* begin DOCUMENT *

OPEN GOVERNMENT -- Are metadata—the subsurface but accessible traces as to the sources, dissemination, editing and other textual history of a Microsoft Word document—part of the public record that must be disclosed under the California Public Records Act?  A Deputy San Francisco City Attorney has been saying No—release Word documents only as inert pdfs. But now Arizona's Supreme Court, for what it's worth, has ruled to the contrary.


UPDATE 2, 11/1/2009:  Richard Knee, Chair of the San Francisco Sunshine Ordinance Task Force, adds:

Paul Zarefsky's 2007 paper left out some important information. San Francisco's Sunshine Ordinance (http://sfgov.org/sunshine), Sec. 67.24(a)(1), declares that except in certain narrowly defined cases, "no preliminary draft or department memorandum, whether in printed or electronic form, shall be exempt from disclosure under Government Code Section 6254, subdivision (a) or any other provision. If such a document is not normally kept on file and would otherwise be disposed of, its factual content is not exempt under subdivision (a). Only the recommendation of the author may, in such circumstances, be withheld as exempt."

The city's Sunshine Ordinance Task Force has consistently found in favor of complainants who have requested electronic documents in their original format. Besides pointing to 67.24(a)(1), the task force has held that metada are disclosable public information, and that when a body of metadata contains information that is barred or exempt from disclosure, the non-disclosable portion must be segregated/redacted and the disclosable portion must be provided.

The bad news is that the task force has no power to penalize sunshine scofflaws in city government; it must instead refer cases of willful violation to the city's Ethics Commission, the Board of Supervisors, the district attorney or the state attorney general. And those entities have invariably dismissed task force-referred cases because respondents have said they were acting on advice from the city attorney's office and were thus not willfully violating the ordinance in withholding requested information.

* end DOCUMENT *
* begin COLLECTED MATERIAL *

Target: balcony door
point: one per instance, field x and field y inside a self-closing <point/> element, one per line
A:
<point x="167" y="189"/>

* end COLLECTED MATERIAL *

Continue the article on public-records disclosure of Word document metadata, starting after its last paragraph.

(EXERCISE RESULT):
The task force is trying to remedy this and other loopholes in the ordinance through a package of amendments that it hopes to get on the local ballot in June or November 2010.

UPDATE 10/31/2009:  Hat tip to Kimo Crossman and David Akin for pointing up the following example of what metadata can reveal.

Transparency advocates are excited about the ruling,
because—among other things—metadata has been useful in revealing
the influence of lobbyists and other special interests on the
legislative process: 

One of the most famous metadata lobbying goof-ups occurred in
2004, when Wired
busted
California Attorney General Bill Lockyer circulating
an anti-P2P [peer-to-peer filesharing] letter that, after a
look at its Word metadata, appeared to have been either drafted
or edited by the [Motion Picture Association of America].


Here's how Deputy City Attorney Paul Zarefsky described the problem for government agencies in a paper presented at a League of California Cities conference in 2007.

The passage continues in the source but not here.